WHAT THE TASK REQUIRES
Recast the lines below as a JSON list of strings, one string per line and blank lines left out, starting with the line that contains "the white cloud" and going on through the last line.

Dataset records

═══

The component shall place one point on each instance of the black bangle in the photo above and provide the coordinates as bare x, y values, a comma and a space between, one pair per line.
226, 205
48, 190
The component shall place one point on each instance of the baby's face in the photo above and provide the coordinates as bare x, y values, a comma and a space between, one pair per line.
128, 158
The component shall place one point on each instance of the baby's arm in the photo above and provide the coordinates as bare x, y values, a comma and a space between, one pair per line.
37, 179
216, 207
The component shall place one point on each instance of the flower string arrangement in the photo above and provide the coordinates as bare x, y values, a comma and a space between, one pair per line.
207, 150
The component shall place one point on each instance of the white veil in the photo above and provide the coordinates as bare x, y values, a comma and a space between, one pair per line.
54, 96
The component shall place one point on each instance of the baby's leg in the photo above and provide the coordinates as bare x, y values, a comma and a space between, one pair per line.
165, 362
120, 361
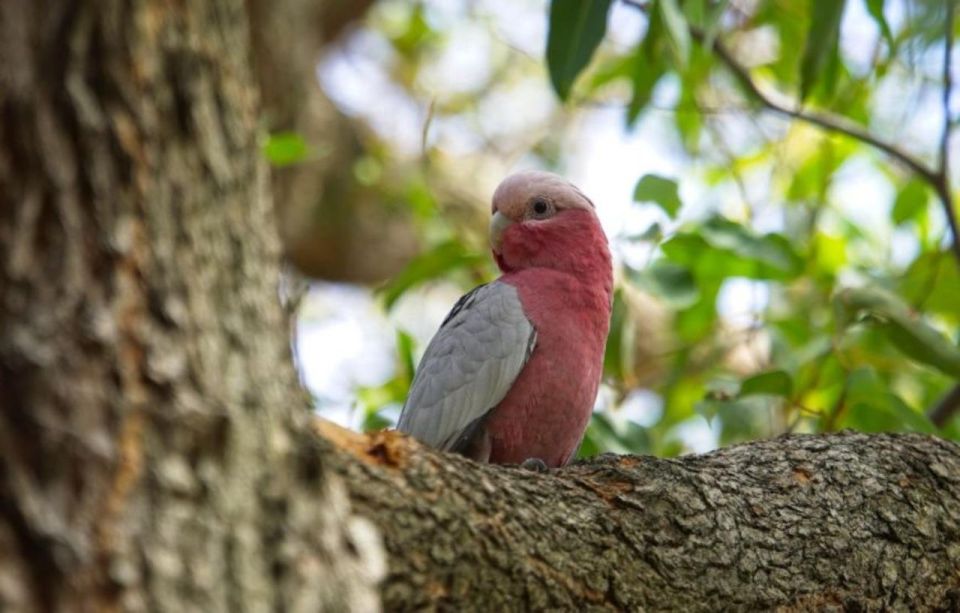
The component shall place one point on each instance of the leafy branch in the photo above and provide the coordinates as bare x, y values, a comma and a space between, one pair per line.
937, 178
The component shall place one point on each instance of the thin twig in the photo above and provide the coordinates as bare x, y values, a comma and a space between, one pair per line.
935, 177
944, 410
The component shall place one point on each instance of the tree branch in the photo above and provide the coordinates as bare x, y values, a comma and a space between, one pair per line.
845, 520
938, 179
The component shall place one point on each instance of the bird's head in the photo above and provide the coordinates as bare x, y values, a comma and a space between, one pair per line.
541, 220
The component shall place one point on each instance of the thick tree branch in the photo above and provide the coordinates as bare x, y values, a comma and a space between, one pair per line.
809, 522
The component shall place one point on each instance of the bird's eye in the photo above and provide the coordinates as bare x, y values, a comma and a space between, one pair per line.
540, 208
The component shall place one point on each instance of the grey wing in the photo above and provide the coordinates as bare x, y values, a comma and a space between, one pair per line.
469, 366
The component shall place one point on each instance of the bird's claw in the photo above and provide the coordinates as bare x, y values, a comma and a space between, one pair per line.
536, 465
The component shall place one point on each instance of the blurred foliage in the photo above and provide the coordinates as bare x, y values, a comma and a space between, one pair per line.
853, 327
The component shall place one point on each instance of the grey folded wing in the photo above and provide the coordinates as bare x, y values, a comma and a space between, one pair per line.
469, 366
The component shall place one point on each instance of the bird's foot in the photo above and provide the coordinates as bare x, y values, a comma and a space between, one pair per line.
536, 465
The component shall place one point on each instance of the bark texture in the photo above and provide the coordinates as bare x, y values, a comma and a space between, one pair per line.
156, 454
153, 442
846, 521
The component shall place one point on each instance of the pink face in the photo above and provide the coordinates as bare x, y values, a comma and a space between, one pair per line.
539, 219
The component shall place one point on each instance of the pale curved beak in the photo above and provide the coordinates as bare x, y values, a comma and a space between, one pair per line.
498, 223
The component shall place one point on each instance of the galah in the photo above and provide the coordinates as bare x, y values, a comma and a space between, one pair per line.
512, 374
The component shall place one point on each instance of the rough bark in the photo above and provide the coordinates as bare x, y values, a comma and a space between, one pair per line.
155, 452
846, 521
153, 446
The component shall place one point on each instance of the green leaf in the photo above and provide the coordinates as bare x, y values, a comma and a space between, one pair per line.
772, 383
932, 281
671, 282
721, 248
576, 28
647, 66
653, 234
613, 357
430, 265
821, 48
677, 31
910, 202
874, 408
910, 334
875, 8
660, 190
285, 149
713, 22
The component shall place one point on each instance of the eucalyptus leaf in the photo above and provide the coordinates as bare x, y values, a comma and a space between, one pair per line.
576, 28
771, 383
822, 44
909, 333
659, 190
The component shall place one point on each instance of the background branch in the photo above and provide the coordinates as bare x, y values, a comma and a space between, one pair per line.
937, 178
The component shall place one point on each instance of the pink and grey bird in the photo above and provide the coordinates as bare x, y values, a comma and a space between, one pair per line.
513, 372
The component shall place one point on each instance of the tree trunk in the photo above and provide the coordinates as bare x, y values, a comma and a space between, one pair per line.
157, 453
155, 447
845, 521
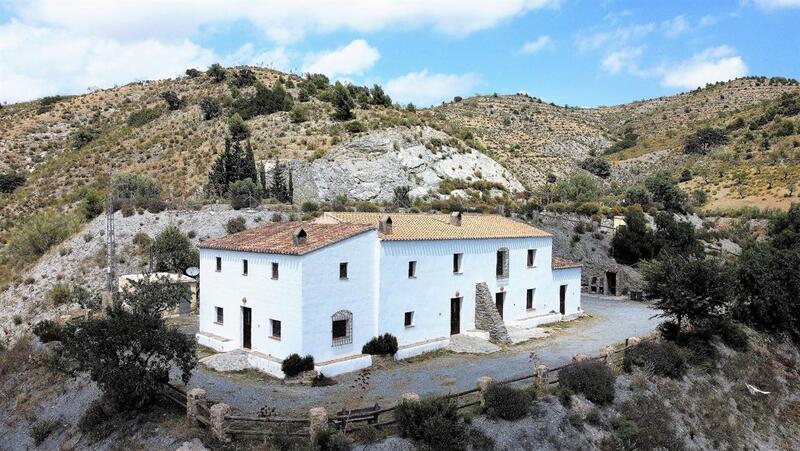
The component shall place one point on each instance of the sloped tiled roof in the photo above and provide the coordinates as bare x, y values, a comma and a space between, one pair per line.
411, 226
563, 263
277, 238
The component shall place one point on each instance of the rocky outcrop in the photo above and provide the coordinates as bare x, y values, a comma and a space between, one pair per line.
487, 317
372, 166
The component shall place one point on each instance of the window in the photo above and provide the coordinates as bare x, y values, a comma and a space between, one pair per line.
412, 269
457, 263
502, 263
342, 328
409, 319
275, 327
531, 258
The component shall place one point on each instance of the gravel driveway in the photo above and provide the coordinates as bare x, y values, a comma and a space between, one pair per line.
610, 321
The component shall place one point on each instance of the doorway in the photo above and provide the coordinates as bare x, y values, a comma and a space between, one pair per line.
247, 323
611, 284
499, 300
455, 316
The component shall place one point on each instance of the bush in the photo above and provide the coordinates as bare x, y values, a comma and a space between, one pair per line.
433, 422
236, 225
294, 365
665, 358
210, 108
506, 402
385, 344
40, 233
9, 181
48, 331
592, 378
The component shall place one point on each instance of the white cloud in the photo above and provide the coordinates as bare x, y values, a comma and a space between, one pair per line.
424, 89
280, 20
352, 59
714, 64
537, 45
777, 4
39, 61
626, 58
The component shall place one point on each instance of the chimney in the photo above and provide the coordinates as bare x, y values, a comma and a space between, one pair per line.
385, 225
299, 236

═══

COMPLETE OUTPUT
[
  "The component shall place one point on each instance of the white cloud in the photo above and provide the coordinates as bare x, y values, a comma and a space between, one pair per line.",
  "424, 89",
  "280, 20",
  "352, 59",
  "714, 64",
  "537, 45",
  "777, 4",
  "39, 61",
  "626, 58",
  "The component shall place one point on each instance of the chimney in the photo above and provide the coordinates as bare x, y values, a comma and a space between, one pair per line.",
  "385, 225",
  "299, 236"
]